Yes, We Can (Even If They Can't)

Written by David Frum on Saturday February 14, 2009

President Obama's imminent visit to Canada presents Canadian conservatives with a great danger and a great opportunity.

President Obama's imminent visit to Canada presents Canadian conservatives with a great danger and a great opportunity.

The danger:

Obama is pushing the United States hard to the left. He is spending massively. He is funding costly green energy programs. He is tightening the regulation of U. S. businesses and redistributing income. All these moves will excite and embolden the Canadian left -- and generate intense pressures on the Harper government to follow.

Half a century ago, the Canadian press swooned over John F. Kennedy and demanded their very own magic prince in the form of Pierre Trudeau. As Allan Fotheringham wrote in his obituary for Trudeau:

Pierre Trudeau, the politician, could not have existed without the existence of John Kennedy. In 1961, when JFK entered the White House, Canadians as much as Americans were intrigued by this new creation -- a pol so different from the usual selection of fuddy-duddies. Rich, casual, witty, a beautiful young wife: he held so much promise and made it all fun. Canadians were jealous, understandably.

» **Problems**:
A. Answer these questions about the column on Obama's visit to Canada:
(i) On what date was it written?
(ii) What two things does the visit present Canadian conservatives with?
(iii) In what year did JFK enter the White House, according to the quoted obituary?
B. Name every person identified by name in the column on Obama's visit to Canada.
C. Write the next part of the column on Obama's visit to Canada.
The lines after this point have no connection to the column on Obama's visit to Canada.

[Collected data]
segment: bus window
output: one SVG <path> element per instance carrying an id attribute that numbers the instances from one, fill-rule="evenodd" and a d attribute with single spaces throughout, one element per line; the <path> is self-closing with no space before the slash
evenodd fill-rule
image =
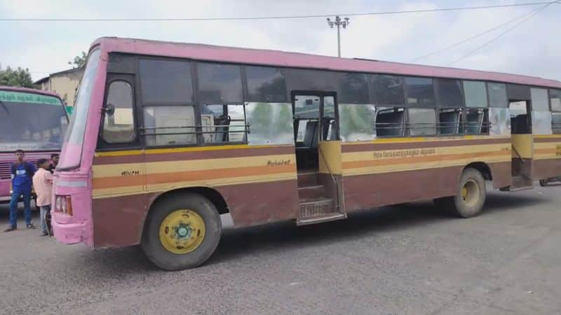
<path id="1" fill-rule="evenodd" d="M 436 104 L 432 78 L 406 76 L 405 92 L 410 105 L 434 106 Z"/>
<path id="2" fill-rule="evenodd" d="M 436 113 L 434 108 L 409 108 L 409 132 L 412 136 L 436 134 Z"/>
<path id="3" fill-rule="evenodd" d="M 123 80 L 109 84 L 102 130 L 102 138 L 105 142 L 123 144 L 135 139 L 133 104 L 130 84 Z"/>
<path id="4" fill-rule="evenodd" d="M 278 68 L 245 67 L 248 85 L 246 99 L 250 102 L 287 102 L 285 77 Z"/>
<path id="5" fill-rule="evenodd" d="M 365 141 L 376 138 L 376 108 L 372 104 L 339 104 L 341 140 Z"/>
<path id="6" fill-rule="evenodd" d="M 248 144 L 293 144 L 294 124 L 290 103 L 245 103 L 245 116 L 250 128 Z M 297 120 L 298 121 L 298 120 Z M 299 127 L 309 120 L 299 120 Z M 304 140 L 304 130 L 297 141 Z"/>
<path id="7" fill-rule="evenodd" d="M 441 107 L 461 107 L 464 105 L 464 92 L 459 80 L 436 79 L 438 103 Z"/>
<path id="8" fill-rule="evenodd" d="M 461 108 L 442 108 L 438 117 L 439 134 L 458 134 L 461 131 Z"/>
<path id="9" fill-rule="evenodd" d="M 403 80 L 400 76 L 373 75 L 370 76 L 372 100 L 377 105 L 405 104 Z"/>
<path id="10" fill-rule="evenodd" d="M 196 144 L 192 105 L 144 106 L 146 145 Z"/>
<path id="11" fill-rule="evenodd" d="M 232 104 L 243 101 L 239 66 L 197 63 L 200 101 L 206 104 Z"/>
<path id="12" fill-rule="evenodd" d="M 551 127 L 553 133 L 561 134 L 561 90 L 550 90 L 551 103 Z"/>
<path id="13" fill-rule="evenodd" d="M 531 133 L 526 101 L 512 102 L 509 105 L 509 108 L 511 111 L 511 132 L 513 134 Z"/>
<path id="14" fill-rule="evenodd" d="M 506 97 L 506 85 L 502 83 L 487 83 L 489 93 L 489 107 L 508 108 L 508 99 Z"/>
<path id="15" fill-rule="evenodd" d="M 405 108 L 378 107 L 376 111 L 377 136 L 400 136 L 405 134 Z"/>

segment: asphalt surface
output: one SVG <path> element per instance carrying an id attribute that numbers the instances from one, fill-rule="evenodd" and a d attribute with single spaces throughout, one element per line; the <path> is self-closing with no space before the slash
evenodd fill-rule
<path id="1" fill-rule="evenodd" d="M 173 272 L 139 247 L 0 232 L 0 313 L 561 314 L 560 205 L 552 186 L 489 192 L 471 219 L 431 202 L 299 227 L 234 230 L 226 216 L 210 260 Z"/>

» **Outputs for the tasks**:
A.
(i) Saturday, February 14, 2009
(ii) A great danger and a great opportunity
(iii) 1961

B. David Frum, Obama, Harper, John F. Kennedy, Pierre Trudeau, Allan Fotheringham

C.
Barack Obama is not rich yet, nor is he especially witty. Michelle Obama is no more beautiful than Laureen Harper. (Nor is it obvious why the attractiveness of a leader's wife is any guide to the leader's merits. Marriage to Carla Bruni has not improved Nicolas Sarkozy's work, to put it mildly.) But expect the trick that was so successfully played in the 1960s to be tried again in the 2000s.

The opportunity:

Barack Obama's presidency is already going seriously wrong. His own administration concedes that their trillion-dollar stimulus plan will create few new jobs in the next 18 months. Public support for the huge plan is plummeting. And meanwhile Obama has neglected the single most urgent and important challenge facing the United States and the world: fixing the broken American banking system.

The contrast between Obama's ideology-first, results-last leadership and the cautious pragmatism of Stephen Harper's government shows strongly now, and will look only more impressive in the months ahead. As David Gratzer wrote on the Web site I edit, FrumForum.com, no Western government has responded to the financial crisis more responsibly than Harper's. Here's a simple checklist:

-Agree with spending money now, but in a more restrained manner.

-No to massive spending commitments years into the future.

-No to any new entitlements.

-Cut taxes across the board.

-Try to keep the GDP-debt ratio relatively constant over the next half decade.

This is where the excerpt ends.